## SOURCE EXTRACT:
● ● ● ● ●

Customer protection v

Financial advisors have a responsibility to provide advice based on a suitables range of financial products that align with the needs of their clients or customers. When selecting the range of products, advisors should consider the business model of the firm and the investment objectives of the client or customer.

After identifying suitable instruments for their clients' and customers' needs, advisors should recommend the most cost-efficient product among comparable options. This recommendation should consider factors such as performance, risk level, qualitative elements, and costs and charges reported. If advisors choose to recommend a similar product with higher costs, they should clearly provide objective justification for such a recommendation and keep a record of that justification. If none of the available products are in the best interest of the client or customer, financial advisors should refrain from providing advice or making a recommendation.

 

RIS Omnibus

Product Benchmark

To facilitate the development of reliable benchmarks by ESMA and EIOPA, manufacturers and distributors of investment products must report necessary data to competent authorities, who would then transmit the data to ESMA and EIOPA.

 

RIS Omnibus

Product Benchmark

ESMA and EIOPA should collaborate with national competent authorities to establish harmonized European benchmarks for products that are manufactured and distributed across multiple EU Member States. These benchmarks will serve as exclusive supervisory tools for national competent authorities to evaluate the qualitative and quantitative characteristics of products and identify any potential market outliers. For products that are exclusively manufactured and distributed within a single Member State, national competent authorities should develop benchmarks based on the regulatory technical standards guidelines provided by ESMA and EIOPA.
As part of the requirements for product governance, manufacturers and distributors of packaged retail investment products should perform peer-grouping evaluations of their financial instruments.
National competent authorities should be granted the necessary powers to take corrective actions as needed. These actions may include requesting justifications for any deviations, ensuring compliance with product governance requirements, and, if required, removing a product from the market as a last-resort measure.

● ● ● ● ●

## GIVEN TASK A:
List every factor that the text on financial advice and product benchmarks says a recommendation of the most cost-efficient product should consider.
## GIVEN TASK B:
Write the next passage of the text on financial advice and product benchmarks, picking up after its final sentence about corrective actions.

● ● ● ● ●

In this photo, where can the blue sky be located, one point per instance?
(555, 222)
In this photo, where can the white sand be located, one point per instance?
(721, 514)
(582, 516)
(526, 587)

● ● ● ● ●

## EXERCISE RESULT A:
performance, risk level, qualitative elements, and costs and charges reported

## EXERCISE RESULT B:
 

RIS Omnibus

Minimum Standards for Knowledge and Competence in Financial Services

Minimum common standards for knowledge and competence requirements should be established. Member States should mandate that investment firms, insurance and reinsurance distributors, and their respective employees have the necessary knowledge and competence to fulfill their obligations when providing investment advice. This assurance of knowledge and competence should be demonstrated through a certificate or recognized document issued by the Member State or the European Union.

 

RIS Omnibus

Disclosure requirements

When an investment firm or insurance intermediary provides services to clients in another Member State, they must provide basic information on those services to their competent authority except if they have under 50 clients. Competent authorities should share this information with ESMA and EIOPA.

 

RIS Omnibus

Disclosure requirements (Costs)

Retail investors should have access to clear and timely information about costs, associated charges, and third-party payments before making an investment decision. Regulatory technical standards should be implemented to specify and harmonize the content and format of disclosures, including the use of standard terminology, brief and concise explanations, and the calculation methodology for determining the percentage of overall costs.

 

RIS Omnibus

Annual Statements for Retail Clients and Customers

Financial service providers should provide their retail clients and customers with an annual statement that offers a comprehensive overview of their financial holdings. This statement must detail the various financial products held, including associated costs, charges, and third-party payments. It should also outline all payments received or paid by the client throughout the year, such as dividends and interest.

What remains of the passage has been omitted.